◆ **Ejercicios por hacer**
• A. Del texto sobre la falta de vocaciones en la Iglesia española, copia sin cambios todo lo que va desde “Si los curas” hasta “África o Latinoamérica.”.
• B. Prosigue el texto sobre la falta de vocaciones en la Iglesia española a partir de su última oración.

◆ **Fragmento del texto**

┌────────

El otrora vivero espiritual de Occidente, que surtió de vocaciones a medio mundo y evangelizó América y gran parte de Africa, está exangüe. “Una viña devastada”, como dice el propio Papa. No hay relevo para los curas. Los jóvenes no quieren ser funcionarios de lo sagrado. Y la institución, profundamente clericalizada, se resiste a buscar otras alternativas, como la del sacerdocio de la mujer o la de los curas casados.

A Benedicto XVI le gusta el símil de la viña. Se presentó al mundo como “el humilde jornalero de la viña del Señor” en su solemne proclamación como sucesor de Juan Pablo II. Y recientemente volvía a recurrir a él en tono casi dramático. “La vida cristiana occidental es más vinagre que vino. Una viña devastada por los jabalíes”. Y añadía: “El rebaño de Dios se encuentra a merced de los lobos del desierto”.

¿Estaba pensando el Papa en España? La Iglesia española se queda sin pastores. Ya sólo vive de las rentas del pasado. Los datos hablan por sí solos. España cuenta todavía con 18.000 sacerdotes diocesanos. Pero los que fallecen duplican a los que se ordenan. No se garantiza ni siquiera el reemplazo generacional. La edad media del clero diocesano es de 67 años y el 40% tiene más de 75 años. Dentro de diez años, el número de curas quedará reducido a la mitad.

Si los curas son pocos y viejos, los religiosos y las religiosas tampoco presentan mejor cara. Las congregaciones religiosas han perdido más de 50.000 miembros desde el final del Vaticano II (1965). Los jesuitas han perdido en todo el mundo más de 15.000 sacerdotes desde los años 50, un 40% de sus efectivos. Y los franciscanos, un 24% desde mediados de los 70. Y lo mismo ha pasado entre las congregaciones femeninas. Por ejemplo, las Hijas de la Caridad han disminuido un 38% desde el año 1974. La media de edad de los religiosos españoles es de 68 años. Conventos cerrados y monasterios vacíos. Y los pocos que quedan abiertos se mantienen gracias a las monjas importadas de Asia, África o Latinoamérica.

└────────

◆ **Extracto de datos**
┌────────

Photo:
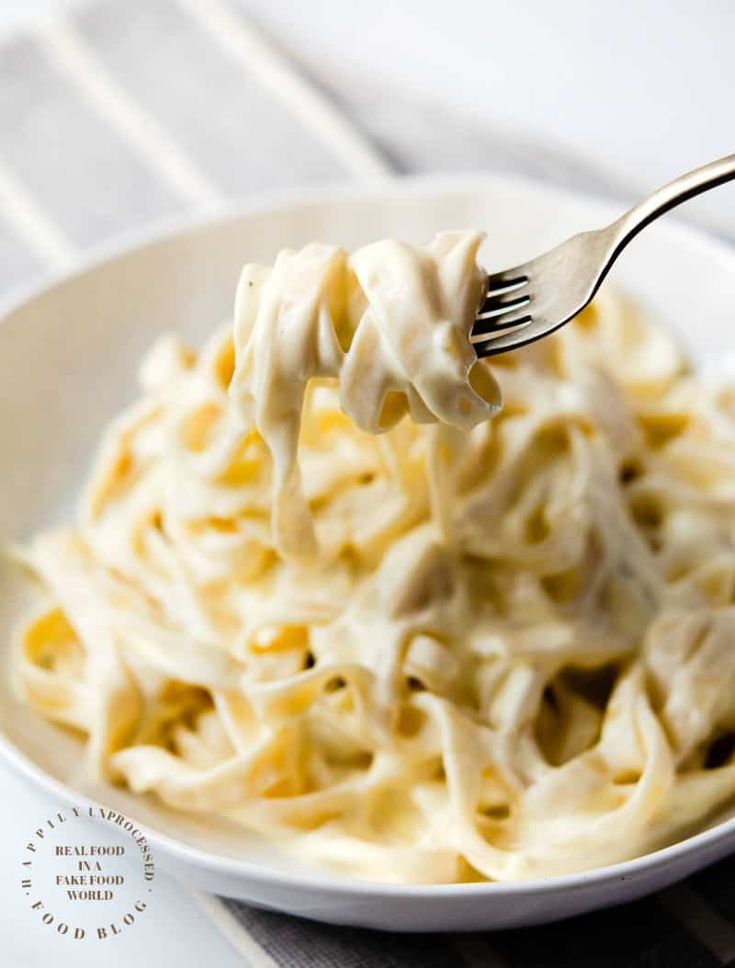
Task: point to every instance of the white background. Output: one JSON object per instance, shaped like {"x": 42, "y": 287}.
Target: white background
{"x": 642, "y": 89}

└────────

◆ **Resultados por tarea**
• A.
Si los curas son pocos y viejos, los religiosos y las religiosas tampoco presentan mejor cara. Las congregaciones religiosas han perdido más de 50.000 miembros desde el final del Vaticano II (1965). Los jesuitas han perdido en todo el mundo más de 15.000 sacerdotes desde los años 50, un 40% de sus efectivos. Y los franciscanos, un 24% desde mediados de los 70. Y lo mismo ha pasado entre las congregaciones femeninas. Por ejemplo, las Hijas de la Caridad han disminuido un 38% desde el año 1974. La media de edad de los religiosos españoles es de 68 años. Conventos cerrados y monasterios vacíos. Y los pocos que quedan abiertos se mantienen gracias a las monjas importadas de Asia, África o Latinoamérica.

• B.
Pocos, ancianos y, además, cansados y desanimados. Antonio Martín fue consiliario de la HOAC de Madrid durante décadas. A sus 80 años recién cumplidos ha vuelto a Palencia, su diócesis de procedencia, y se ha encontrado “con un clero muy desalentado”. Y el propio plan pastoral de la Iglesia asturiana constata “el cansancio, el desánimo y la desorientación que afecta a muchos sacerdotes”.

En la época del móvil, de los sms y de las líneas ADSL, el único que parece encontrar problemas para llamar es Dios. Los jóvenes no le descuelgan el auricular. Llamadas perdidas. Las vocaciones al sacerdocio han descendido un 25% en los últimos 15 años. Los seminarios españoles tienen 1.481 aspirantes a curas, mientras en 1990 había 1.997. El 25% de los seminaristas abandona y, además, ocho de cada cien son extranjeros. Más de la mitad de los seminarios españoles corren el riesgo de cerrar. En Vitoria no tienen ni un solo seminarista. Y en todo el país hay más de 15 seminarios con menos de 5 seminaristas.

Quizás porque, como certifican los estudios de la Fundación Santa María, “el sacerdocio es para los jóvenes el oficio de menor utilidad social después de la carrera militar”. “Vivir como un cura” ya no es sinónimo de buena vida. 600 euros al mes de media no dan para mucho. Además, el celibato y el compromiso para siempre asustan a las jóvenes generaciones. Y a los padres les llena de orgullo que les salgan hijos ingenieros, pero siempre que no sea para construir el Reino de Dios. “Para ser sacerdote hoy día hay que tener agallas”, asegura el obispo emérito de Vic, monseñor Guix.

Campanerismo.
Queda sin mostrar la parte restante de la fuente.